◆ Problem A
Answer these questions from the methylation model comparison:
(i) How many data points for the SN metric lie near 0.94?
(ii) How many data points for the AUC metric are around 0.90?
(iii) Which method supplies the model with a solution for obtaining optimal parameters?
◆ Problem B
Resume the methylation model comparison after its final sentence and carry it on for one more paragraph.

◆ Source extract

Prediction results of each comparative model in 17 species. a Distribution of SN for each model. b Distribution of AUC for each model. c Statistics of SN for each model. d Statistics of AUC for each model

From the distribution of evaluation metrics, both SN and AUC, the proposed model in the study ranks in the highest range, indicating its excellent predictive performance, as shown in Fig. 10a and b. According to the statistical results depicted in Fig. 10c and d, there are 16 data points near 0.94 for the SN metric, and 1 data point close to 0.91. In addition, for the AUC metric, there are 11 data points nearing 0.93, and 6 data points around 0.90. In summary, when compared to other benchmark models, the Multi2-Con-CAPSO-LSTM model demonstrates superior predictive performance. The average values of the evaluation metrics for each model across the 17 species are shown in Table 7.

Table 7 The statistical values of the evaluation metrics for each prediction model

The statistical data presented in Table 5 also demonstrate the significant advantage of the Multi2-Con-CAPSO-LSTM model, which can be attributed to the following three factors: (1) The hybrid encoding method of DNA sequences supplies the model with multivariate data. The model combines three types of temporal sequence encoding and three types of gene feature encoding for DNA sequences, providing reliable and multivariate foundational data for subsequent feature extraction. (2) The CNN and CAPSO method provide assurance for feature selection and parameter selection in the model. Through convolutional operations, the model transforms multivariate data into feature matrices, encapsulating temporal, spatial, and biochemical information. At the same time, the CAPSO method provides a solution for obtaining optimal parameters. (3) The LSTM network fully capitalizes on the long-term and short-term information within the DNA sequences, bolstering the prediction speed of the model. Given the pre- and post-relationships between DNA sequence methylation and the sequence itself, LSTM can effectively utilize these contextual relationships, thereby enhancing performance. Comparative experiments have shown that the Multi2-Con-CAPSO-LSTM model exhibits significant advantages in terms of sensitivity, specificity, accuracy, and correlation, compared to other benchmark models. Whether general methylation predictors or improved prediction methods, the prediction performance of the model in this paper is superior.

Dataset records
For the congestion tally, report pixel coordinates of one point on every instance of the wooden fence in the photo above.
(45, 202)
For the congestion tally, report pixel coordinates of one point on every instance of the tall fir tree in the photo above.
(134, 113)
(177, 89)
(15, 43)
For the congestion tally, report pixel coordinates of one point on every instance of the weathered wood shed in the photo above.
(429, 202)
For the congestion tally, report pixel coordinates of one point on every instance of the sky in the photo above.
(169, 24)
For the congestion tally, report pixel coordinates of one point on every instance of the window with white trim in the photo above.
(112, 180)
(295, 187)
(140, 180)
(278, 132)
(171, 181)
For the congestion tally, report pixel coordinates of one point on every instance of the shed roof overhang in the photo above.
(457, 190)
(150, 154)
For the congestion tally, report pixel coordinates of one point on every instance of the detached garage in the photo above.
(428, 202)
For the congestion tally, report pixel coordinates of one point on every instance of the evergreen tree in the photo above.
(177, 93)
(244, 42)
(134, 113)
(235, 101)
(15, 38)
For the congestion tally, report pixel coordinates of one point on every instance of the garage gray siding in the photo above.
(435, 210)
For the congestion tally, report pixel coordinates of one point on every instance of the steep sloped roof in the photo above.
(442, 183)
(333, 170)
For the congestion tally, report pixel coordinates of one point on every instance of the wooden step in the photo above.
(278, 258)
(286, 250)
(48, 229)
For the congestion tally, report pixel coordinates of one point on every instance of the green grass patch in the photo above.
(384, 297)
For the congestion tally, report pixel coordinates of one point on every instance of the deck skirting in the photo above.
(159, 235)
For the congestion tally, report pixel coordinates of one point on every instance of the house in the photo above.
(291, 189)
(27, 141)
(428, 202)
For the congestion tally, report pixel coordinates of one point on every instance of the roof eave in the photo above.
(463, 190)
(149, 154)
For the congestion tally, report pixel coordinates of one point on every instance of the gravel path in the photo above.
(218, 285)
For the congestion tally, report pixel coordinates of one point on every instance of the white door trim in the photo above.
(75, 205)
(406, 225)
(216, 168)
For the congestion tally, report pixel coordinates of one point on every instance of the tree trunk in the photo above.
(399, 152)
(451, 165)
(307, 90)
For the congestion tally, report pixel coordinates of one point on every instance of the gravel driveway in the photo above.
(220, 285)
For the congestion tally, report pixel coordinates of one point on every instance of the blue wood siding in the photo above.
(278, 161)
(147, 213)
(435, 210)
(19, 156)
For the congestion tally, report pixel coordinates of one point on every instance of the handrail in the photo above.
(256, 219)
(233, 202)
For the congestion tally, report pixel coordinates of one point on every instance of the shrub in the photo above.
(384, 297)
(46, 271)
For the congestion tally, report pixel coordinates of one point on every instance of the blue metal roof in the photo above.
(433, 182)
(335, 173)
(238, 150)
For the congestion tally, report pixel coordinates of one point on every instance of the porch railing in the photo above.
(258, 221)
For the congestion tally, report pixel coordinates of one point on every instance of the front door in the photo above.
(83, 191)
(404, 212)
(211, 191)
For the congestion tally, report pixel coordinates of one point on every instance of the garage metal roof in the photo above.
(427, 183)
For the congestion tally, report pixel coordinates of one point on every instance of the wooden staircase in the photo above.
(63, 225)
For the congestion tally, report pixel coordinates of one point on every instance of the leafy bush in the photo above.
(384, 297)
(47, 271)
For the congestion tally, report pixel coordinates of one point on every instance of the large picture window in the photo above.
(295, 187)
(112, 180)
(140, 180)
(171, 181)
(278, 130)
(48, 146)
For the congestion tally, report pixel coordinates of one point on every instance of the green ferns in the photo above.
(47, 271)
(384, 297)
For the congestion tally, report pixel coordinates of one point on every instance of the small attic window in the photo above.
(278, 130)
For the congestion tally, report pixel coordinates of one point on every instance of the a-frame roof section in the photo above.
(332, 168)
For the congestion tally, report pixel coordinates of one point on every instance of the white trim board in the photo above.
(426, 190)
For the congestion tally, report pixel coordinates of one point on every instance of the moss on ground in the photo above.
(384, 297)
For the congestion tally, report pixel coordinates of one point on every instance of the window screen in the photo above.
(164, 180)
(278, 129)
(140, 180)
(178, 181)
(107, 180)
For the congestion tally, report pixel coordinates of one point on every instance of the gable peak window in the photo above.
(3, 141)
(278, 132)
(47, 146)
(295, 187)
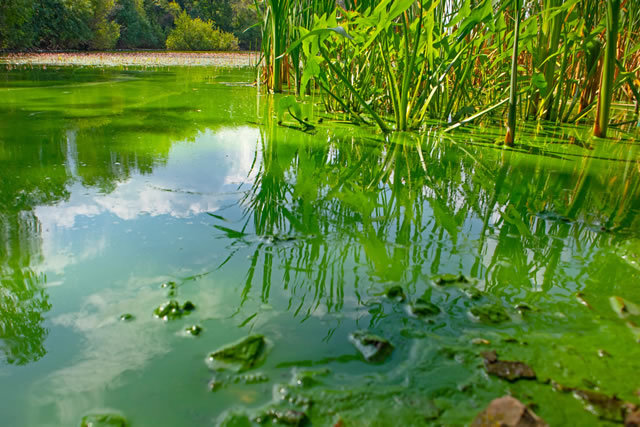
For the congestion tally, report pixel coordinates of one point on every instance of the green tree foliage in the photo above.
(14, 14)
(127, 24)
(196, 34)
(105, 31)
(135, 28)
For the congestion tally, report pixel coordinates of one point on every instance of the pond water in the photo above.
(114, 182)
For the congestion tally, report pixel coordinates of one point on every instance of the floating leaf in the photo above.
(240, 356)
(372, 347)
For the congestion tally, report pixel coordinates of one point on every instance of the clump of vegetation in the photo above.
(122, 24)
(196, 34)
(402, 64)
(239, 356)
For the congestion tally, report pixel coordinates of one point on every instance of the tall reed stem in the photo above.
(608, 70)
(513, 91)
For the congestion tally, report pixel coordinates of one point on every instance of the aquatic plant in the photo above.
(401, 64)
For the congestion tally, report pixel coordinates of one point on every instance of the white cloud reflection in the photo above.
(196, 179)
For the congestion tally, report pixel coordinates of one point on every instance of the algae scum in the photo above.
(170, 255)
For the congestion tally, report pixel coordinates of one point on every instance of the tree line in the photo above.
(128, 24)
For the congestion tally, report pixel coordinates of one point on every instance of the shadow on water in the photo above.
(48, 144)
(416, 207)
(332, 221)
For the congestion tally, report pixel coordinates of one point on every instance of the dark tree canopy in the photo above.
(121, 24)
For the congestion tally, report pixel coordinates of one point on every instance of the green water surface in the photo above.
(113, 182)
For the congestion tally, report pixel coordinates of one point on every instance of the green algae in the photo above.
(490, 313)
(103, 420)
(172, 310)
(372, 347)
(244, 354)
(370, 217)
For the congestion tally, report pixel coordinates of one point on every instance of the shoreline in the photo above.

◆ Result A
(i) 16
(ii) 6
(iii) The CAPSO method

◆ Result B
Conclusions

In the paper, we propose a hybrid integrated learning model called Multi2-Con-CAPSO-LSTM. Firstly, compared to other models, Multi2-Con-CAPSO-LSTM demonstrates superior predictive performance. Secondly, through experiments conducted on 17 species with various methylation types, including 4mC, 5hmC, and 6 mA, the Multi2-Con-CAPSO-LSTM model has demonstrated excellent overall performance and effectively predicts multiple types of DNA methylation. Thirdly, as a machine learning-based DNA methylation model, Multi2-Con-CAPSO-LSTM integrates the positional information, physiological properties, and biological information of the DNA sequence, which ensures its good performance. The Multi2-Con-CAPSO-LSTM model provides a valuable reference for many disciplines such as biology, computer science, chemistry, and medicine. It covers a wide range of research areas including sequence alignment, genetic evolution, time series analysis, and structure–activity relationship studies. Although the proposed model in the study has achieved satisfactory results, there are still many challenges to address when facing the large-scale DNA methylation data. There are many issues that require further exploration. For example, how to improve the time and space complexity of machine learning methods, and how to design encoding methods that can extract as much global information from DNA sequences as possible. Currently, there are still some controversies in the research on biological sequences based on time series analysis methods. In future research, we will continue to delve into the key issues of the cross-disciplinary study of time series and biological sequences, aiming to make modest yet meaningful contributions to the integration and development of these two fields.